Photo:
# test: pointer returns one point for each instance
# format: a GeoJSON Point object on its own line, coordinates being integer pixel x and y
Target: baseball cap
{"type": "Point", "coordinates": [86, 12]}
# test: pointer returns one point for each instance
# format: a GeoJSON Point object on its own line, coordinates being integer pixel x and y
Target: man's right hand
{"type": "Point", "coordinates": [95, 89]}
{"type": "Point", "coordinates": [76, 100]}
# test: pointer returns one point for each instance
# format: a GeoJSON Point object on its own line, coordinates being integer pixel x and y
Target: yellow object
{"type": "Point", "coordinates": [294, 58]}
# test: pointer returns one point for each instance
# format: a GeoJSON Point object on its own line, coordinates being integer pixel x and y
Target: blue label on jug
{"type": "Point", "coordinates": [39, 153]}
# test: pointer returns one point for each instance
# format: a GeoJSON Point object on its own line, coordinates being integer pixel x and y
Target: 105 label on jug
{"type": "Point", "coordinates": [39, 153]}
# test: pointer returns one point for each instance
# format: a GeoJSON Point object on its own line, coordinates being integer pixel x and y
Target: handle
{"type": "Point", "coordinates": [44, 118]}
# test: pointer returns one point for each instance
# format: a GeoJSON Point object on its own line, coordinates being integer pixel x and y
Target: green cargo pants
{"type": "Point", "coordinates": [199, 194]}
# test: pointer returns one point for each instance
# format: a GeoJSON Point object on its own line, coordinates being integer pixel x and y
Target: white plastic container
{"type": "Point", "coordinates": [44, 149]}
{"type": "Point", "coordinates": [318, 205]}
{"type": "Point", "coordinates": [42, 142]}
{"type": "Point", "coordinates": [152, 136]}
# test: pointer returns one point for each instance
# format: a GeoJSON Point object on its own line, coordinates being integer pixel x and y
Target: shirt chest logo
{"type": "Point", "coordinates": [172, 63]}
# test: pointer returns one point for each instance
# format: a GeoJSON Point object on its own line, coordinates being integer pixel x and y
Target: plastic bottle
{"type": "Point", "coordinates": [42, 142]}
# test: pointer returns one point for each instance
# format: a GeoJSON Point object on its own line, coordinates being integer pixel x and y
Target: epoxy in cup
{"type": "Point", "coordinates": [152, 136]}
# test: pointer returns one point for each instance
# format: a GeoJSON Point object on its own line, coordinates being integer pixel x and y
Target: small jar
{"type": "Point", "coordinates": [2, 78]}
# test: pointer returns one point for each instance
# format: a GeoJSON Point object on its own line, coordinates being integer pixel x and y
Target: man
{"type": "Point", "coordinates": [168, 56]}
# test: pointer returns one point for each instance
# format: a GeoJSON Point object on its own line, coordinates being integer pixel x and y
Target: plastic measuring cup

Task details: Write the listing out again, word for word, in its entirety.

Finished exercise:
Photo:
# test: pointer returns one point for each instance
# format: a GeoJSON Point object on its own line, coordinates being integer pixel x and y
Target: baseball cap
{"type": "Point", "coordinates": [86, 12]}
# test: pointer returns one point for each instance
# format: a GeoJSON Point object on its own line, coordinates being integer pixel x and y
Target: man's right hand
{"type": "Point", "coordinates": [95, 89]}
{"type": "Point", "coordinates": [76, 100]}
# test: pointer returns one point for each instance
# format: a GeoJSON Point object on its own line, coordinates being integer pixel x and y
Target: yellow object
{"type": "Point", "coordinates": [294, 58]}
# test: pointer returns one point for each instance
# format: a GeoJSON Point object on its own line, coordinates being integer pixel x and y
Target: blue label on jug
{"type": "Point", "coordinates": [39, 153]}
# test: pointer returns one point for each instance
# format: a GeoJSON Point object on its own line, coordinates being integer pixel x and y
Target: 105 label on jug
{"type": "Point", "coordinates": [39, 153]}
# test: pointer returns one point for each instance
# format: a GeoJSON Point object on its own line, coordinates being integer pixel x and y
Target: handle
{"type": "Point", "coordinates": [44, 118]}
# test: pointer returns one point for each instance
# format: a GeoJSON Point object on its own line, coordinates being integer pixel x and y
Target: green cargo pants
{"type": "Point", "coordinates": [199, 194]}
# test: pointer returns one point for each instance
# format: a GeoJSON Point object on its own line, coordinates being integer pixel x and y
Target: white plastic container
{"type": "Point", "coordinates": [44, 149]}
{"type": "Point", "coordinates": [318, 205]}
{"type": "Point", "coordinates": [42, 142]}
{"type": "Point", "coordinates": [152, 136]}
# test: pointer returns one point for each instance
# format: a GeoJSON Point object on its own line, coordinates being integer pixel x and y
Target: shirt chest logo
{"type": "Point", "coordinates": [172, 63]}
# test: pointer returns one point for each instance
# format: a GeoJSON Point object on its own line, coordinates being integer pixel x and y
Target: plastic bottle
{"type": "Point", "coordinates": [42, 142]}
# test: pointer returns one point for each instance
# format: a GeoJSON Point object on its own line, coordinates being integer pixel x and y
Target: epoxy in cup
{"type": "Point", "coordinates": [152, 136]}
# test: pointer returns one point for each instance
# format: a GeoJSON Point object on its own line, coordinates being integer pixel x and y
Target: small jar
{"type": "Point", "coordinates": [2, 78]}
# test: pointer returns one point for each instance
# format: a GeoJSON Point object on its own line, coordinates being integer pixel x and y
Target: man
{"type": "Point", "coordinates": [168, 56]}
# test: pointer returns one point for each instance
# format: a GeoJSON Point object on its own line, coordinates being integer pixel x and y
Target: plastic measuring cup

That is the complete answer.